- _Goal_: Rewrite the lines below, changing every "jersey" to "shirt" and keeping everything else the same. Leave the pictures out.

* * * * * * *

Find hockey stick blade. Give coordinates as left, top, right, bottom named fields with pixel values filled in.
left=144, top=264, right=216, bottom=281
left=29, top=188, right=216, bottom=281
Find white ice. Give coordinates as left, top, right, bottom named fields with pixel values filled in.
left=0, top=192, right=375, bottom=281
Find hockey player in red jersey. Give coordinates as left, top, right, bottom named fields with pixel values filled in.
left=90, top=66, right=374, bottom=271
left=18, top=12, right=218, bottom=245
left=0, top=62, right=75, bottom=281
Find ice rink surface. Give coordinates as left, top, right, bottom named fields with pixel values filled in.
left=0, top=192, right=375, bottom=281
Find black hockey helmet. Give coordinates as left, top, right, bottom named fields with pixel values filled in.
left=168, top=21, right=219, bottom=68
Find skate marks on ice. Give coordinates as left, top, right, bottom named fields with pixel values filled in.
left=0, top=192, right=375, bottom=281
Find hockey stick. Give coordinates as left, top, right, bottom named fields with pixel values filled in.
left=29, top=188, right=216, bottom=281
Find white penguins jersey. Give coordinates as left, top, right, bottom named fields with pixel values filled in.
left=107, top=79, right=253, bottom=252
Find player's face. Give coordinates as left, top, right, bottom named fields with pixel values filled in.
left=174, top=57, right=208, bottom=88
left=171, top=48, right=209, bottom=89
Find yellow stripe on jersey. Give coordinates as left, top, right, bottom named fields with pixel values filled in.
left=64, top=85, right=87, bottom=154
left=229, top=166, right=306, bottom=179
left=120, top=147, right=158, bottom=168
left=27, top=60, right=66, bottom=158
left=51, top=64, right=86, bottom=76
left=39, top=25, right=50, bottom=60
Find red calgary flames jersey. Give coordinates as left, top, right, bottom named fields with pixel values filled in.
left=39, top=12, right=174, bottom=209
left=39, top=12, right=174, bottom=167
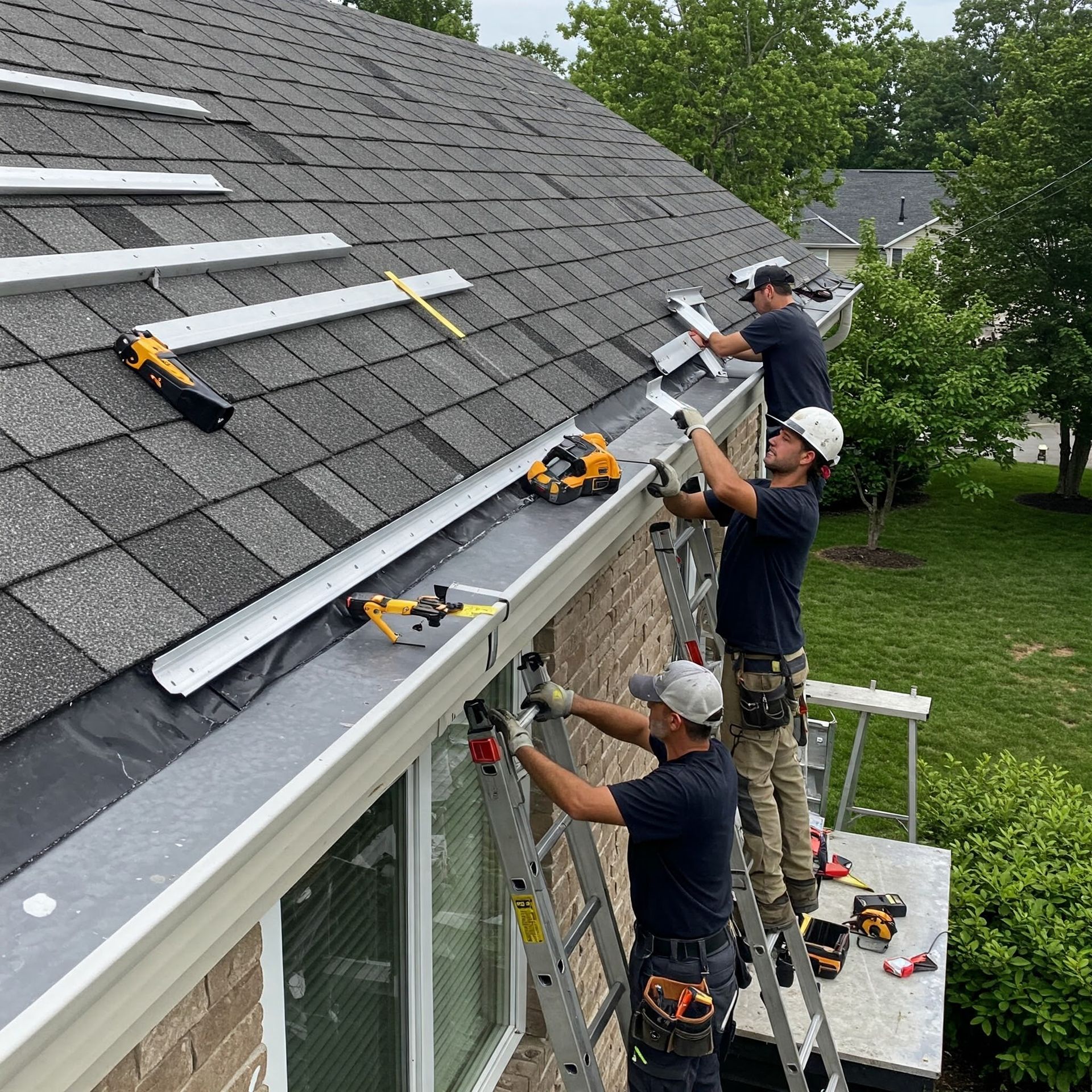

* * * * * * *

- _Worked solution_:
Find hockey stick blade. Give coordinates as left, top, right, bottom named fields with pixel values filled in.
left=144, top=264, right=216, bottom=281
left=29, top=188, right=216, bottom=281
Find white ice. Give coordinates as left, top, right, bottom named fields with pixel values filled in.
left=0, top=192, right=375, bottom=281
Find hockey player in red shirt. Give coordinates as left, top, right, bottom named fields with pixel values filled in.
left=90, top=66, right=374, bottom=271
left=18, top=12, right=218, bottom=245
left=0, top=62, right=75, bottom=281
Find ice rink surface. Give coordinates as left, top, right, bottom named fields with pixel values filled in.
left=0, top=192, right=375, bottom=281
Find black hockey helmet. Give coordinates as left, top, right, bottom named fields with pixel values filled in.
left=168, top=21, right=219, bottom=68
Find skate marks on ice. Give coordinates as left, top, right, bottom named fields with pixel values filled in.
left=0, top=192, right=375, bottom=281
Find hockey stick. Give coordinates as left, top, right, bottom named fields with pixel values filled in.
left=29, top=188, right=216, bottom=281
Find white penguins shirt. Give coordinates as left, top, right, bottom named fields with pixel values filled in.
left=107, top=79, right=253, bottom=252
Find player's face. Give coordinates as left, top, right, bottom named fields with pixel values filled in.
left=174, top=57, right=208, bottom=88
left=171, top=48, right=209, bottom=89
Find yellow stripe on shirt. Give coordinates as left, top, right, bottom named fields with pixel values filled in.
left=64, top=85, right=87, bottom=154
left=229, top=166, right=306, bottom=179
left=120, top=147, right=158, bottom=168
left=27, top=60, right=66, bottom=158
left=51, top=64, right=86, bottom=76
left=39, top=25, right=50, bottom=60
Find red calgary flames shirt. Give coordinates as left, top, right, bottom named fields with pixel values filled in.
left=39, top=12, right=174, bottom=209
left=39, top=12, right=174, bottom=167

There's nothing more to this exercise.